GIVEN INSTRUCTION – Return the records below from the line containing "Query: white shorts" onward, exactly, through and including the last line.

GIVEN RECORDS –
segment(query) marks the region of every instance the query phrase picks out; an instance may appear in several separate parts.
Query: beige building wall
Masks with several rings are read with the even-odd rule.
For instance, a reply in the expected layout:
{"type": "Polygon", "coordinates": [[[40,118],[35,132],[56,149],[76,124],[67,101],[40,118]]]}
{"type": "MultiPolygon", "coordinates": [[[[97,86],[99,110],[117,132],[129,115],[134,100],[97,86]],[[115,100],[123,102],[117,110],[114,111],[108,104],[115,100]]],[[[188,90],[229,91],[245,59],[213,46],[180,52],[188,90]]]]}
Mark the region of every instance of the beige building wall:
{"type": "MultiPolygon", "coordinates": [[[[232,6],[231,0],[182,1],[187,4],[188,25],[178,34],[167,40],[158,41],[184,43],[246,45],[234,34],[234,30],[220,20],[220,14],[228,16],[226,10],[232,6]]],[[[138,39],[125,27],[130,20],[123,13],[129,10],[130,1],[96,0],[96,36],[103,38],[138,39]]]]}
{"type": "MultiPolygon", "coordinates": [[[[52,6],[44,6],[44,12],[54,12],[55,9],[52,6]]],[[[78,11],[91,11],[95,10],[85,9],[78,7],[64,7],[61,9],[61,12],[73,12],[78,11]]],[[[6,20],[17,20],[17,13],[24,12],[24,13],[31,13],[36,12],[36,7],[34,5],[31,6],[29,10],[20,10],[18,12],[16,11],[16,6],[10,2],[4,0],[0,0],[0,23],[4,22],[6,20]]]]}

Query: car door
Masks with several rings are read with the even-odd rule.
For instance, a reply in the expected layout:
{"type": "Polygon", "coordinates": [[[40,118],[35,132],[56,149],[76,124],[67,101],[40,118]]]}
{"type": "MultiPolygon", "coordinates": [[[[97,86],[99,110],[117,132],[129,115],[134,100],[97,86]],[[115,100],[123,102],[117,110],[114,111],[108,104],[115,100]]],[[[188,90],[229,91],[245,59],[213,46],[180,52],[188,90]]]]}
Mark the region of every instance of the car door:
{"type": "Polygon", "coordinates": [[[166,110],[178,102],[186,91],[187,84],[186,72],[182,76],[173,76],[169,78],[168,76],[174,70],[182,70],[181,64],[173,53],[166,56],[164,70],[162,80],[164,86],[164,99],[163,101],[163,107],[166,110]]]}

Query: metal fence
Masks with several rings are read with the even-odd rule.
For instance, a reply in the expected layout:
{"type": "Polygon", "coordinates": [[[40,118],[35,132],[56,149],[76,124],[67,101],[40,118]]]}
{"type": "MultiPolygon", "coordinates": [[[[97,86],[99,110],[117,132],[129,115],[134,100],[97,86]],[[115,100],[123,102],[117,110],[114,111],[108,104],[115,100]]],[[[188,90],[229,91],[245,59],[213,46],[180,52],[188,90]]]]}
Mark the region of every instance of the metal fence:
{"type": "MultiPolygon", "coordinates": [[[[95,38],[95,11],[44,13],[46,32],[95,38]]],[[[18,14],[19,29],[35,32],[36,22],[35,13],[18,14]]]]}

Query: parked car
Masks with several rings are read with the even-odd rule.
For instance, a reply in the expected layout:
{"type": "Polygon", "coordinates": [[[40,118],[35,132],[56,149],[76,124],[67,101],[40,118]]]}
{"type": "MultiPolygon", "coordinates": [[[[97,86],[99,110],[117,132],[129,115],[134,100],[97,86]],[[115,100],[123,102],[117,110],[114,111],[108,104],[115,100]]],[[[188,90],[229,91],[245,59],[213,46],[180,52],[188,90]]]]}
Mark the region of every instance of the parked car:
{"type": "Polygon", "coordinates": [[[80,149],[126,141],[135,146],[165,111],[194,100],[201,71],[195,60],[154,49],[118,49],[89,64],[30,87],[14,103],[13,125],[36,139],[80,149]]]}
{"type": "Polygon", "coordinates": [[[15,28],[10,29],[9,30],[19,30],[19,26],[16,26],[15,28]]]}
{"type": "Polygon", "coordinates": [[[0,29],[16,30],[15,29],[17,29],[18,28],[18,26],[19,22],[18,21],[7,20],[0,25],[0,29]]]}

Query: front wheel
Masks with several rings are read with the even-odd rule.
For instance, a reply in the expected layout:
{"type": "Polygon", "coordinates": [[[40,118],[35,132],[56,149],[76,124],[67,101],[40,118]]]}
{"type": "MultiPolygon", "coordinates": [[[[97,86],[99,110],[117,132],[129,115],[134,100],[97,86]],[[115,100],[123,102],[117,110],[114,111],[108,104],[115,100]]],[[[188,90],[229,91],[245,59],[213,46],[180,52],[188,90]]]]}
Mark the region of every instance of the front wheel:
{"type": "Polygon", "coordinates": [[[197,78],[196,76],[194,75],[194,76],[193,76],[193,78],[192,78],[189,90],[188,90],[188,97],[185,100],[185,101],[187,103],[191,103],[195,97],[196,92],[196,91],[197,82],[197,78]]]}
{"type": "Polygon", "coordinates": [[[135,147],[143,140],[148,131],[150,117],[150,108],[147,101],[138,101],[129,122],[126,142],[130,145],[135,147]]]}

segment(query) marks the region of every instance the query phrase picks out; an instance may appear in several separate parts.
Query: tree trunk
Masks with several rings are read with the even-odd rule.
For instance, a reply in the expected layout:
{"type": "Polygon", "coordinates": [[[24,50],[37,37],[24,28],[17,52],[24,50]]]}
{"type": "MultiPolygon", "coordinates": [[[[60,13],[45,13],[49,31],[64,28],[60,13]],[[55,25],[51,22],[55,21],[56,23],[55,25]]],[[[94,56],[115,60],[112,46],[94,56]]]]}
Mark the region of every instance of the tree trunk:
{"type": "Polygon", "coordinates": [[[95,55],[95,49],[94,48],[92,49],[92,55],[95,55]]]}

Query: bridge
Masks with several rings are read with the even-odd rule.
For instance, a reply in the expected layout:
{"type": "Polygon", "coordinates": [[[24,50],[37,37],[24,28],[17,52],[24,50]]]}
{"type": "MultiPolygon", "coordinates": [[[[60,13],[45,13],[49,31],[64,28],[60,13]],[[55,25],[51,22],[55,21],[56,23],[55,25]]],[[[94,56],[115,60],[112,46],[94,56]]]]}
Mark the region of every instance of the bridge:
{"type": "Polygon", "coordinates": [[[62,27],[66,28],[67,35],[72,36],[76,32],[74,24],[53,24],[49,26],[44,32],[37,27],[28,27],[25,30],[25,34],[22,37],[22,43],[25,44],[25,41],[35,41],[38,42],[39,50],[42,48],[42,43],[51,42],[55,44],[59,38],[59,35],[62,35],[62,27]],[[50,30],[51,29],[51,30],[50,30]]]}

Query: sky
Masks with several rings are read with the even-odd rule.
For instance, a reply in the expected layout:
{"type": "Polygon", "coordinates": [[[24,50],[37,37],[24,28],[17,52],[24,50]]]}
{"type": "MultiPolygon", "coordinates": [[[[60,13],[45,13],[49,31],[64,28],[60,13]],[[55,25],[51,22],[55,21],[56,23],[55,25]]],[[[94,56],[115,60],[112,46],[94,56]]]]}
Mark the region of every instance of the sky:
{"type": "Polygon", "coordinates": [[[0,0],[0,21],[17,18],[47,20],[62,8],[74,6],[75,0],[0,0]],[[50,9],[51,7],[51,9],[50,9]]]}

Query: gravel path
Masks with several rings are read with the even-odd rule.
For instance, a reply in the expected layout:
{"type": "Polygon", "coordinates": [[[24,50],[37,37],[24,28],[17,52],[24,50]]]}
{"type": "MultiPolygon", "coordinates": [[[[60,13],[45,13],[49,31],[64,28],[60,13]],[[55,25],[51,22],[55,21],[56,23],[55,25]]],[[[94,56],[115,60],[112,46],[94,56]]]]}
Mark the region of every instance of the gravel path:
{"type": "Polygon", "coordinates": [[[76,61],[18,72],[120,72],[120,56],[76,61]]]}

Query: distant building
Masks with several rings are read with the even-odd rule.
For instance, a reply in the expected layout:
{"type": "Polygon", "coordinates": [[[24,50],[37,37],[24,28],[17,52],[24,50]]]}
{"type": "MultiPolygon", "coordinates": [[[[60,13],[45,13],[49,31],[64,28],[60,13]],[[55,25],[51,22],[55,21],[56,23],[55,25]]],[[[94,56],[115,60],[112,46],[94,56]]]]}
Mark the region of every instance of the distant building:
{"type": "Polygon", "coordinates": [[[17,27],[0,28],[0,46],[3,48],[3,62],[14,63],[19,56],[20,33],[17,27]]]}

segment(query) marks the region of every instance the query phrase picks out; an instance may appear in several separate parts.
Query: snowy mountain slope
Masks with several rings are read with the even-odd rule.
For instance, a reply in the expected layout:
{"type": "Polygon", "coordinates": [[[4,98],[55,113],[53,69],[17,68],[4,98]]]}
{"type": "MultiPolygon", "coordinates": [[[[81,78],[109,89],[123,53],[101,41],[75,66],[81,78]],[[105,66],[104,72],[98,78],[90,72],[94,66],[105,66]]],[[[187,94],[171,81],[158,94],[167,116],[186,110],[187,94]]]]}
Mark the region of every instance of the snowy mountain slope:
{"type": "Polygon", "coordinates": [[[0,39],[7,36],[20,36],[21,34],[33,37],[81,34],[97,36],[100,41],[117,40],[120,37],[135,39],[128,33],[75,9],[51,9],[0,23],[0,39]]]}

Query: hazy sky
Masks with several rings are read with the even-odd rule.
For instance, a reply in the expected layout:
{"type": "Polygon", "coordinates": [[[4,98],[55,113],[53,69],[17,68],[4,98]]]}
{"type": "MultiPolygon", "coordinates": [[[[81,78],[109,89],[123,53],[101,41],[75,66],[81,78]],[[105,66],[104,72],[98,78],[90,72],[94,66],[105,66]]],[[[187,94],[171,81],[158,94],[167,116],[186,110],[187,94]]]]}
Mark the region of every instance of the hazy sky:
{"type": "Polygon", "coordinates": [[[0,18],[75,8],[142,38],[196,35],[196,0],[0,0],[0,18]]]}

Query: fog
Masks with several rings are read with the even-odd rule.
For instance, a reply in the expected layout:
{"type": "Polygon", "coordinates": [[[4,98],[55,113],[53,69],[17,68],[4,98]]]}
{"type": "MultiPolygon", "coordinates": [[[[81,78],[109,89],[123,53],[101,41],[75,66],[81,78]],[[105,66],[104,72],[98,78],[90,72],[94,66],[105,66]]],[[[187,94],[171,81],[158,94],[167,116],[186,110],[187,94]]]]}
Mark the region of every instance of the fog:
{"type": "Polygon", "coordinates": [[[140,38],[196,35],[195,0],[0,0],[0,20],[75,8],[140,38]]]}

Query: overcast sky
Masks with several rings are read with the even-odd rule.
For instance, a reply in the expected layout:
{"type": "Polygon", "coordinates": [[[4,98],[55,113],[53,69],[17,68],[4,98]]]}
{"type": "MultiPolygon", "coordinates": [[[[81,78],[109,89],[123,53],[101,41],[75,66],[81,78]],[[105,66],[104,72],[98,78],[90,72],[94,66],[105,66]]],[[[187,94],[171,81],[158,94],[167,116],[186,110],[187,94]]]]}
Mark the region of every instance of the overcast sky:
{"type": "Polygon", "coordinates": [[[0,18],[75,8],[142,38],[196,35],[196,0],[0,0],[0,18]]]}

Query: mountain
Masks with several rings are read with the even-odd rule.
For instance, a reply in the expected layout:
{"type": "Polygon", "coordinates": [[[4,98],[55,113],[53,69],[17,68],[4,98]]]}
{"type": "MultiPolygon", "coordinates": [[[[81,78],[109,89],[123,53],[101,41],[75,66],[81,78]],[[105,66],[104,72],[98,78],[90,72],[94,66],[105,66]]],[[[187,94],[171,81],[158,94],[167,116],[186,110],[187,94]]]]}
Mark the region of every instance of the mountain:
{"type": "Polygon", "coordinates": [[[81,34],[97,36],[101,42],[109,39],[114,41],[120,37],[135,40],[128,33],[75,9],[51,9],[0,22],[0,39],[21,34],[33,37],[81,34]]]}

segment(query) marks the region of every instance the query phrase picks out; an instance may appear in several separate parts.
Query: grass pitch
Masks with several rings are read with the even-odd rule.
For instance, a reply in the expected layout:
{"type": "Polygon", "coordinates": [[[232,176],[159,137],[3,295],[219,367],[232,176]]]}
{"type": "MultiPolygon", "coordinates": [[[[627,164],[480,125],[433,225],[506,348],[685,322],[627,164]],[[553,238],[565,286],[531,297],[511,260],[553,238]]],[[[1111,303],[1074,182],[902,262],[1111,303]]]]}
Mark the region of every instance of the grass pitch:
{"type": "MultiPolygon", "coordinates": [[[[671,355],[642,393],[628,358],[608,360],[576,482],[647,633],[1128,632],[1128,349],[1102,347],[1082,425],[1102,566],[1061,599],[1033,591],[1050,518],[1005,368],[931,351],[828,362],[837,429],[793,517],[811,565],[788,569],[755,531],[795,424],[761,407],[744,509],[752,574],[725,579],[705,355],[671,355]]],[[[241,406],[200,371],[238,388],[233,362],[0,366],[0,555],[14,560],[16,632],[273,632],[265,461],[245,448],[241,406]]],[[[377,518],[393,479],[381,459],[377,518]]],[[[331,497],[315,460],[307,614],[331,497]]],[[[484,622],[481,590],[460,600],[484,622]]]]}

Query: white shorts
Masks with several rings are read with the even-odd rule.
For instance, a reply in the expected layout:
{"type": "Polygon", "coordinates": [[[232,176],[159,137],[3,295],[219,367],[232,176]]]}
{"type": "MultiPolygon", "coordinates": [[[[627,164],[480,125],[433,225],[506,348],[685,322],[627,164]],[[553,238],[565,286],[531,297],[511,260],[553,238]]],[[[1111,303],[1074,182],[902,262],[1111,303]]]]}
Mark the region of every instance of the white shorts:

RESPONSE –
Query: white shorts
Masks with several rings are read with the even-odd rule.
For instance, a reply in the expected layout:
{"type": "Polygon", "coordinates": [[[232,176],[159,137],[3,295],[219,367],[232,176]]]}
{"type": "MultiPolygon", "coordinates": [[[[627,164],[480,125],[433,225],[506,348],[685,322],[627,164]],[[553,238],[565,286],[531,297],[511,260],[553,238]]],[[[1111,303],[1074,182],[902,262],[1111,303]]]]}
Mark the region of every instance of the white shorts:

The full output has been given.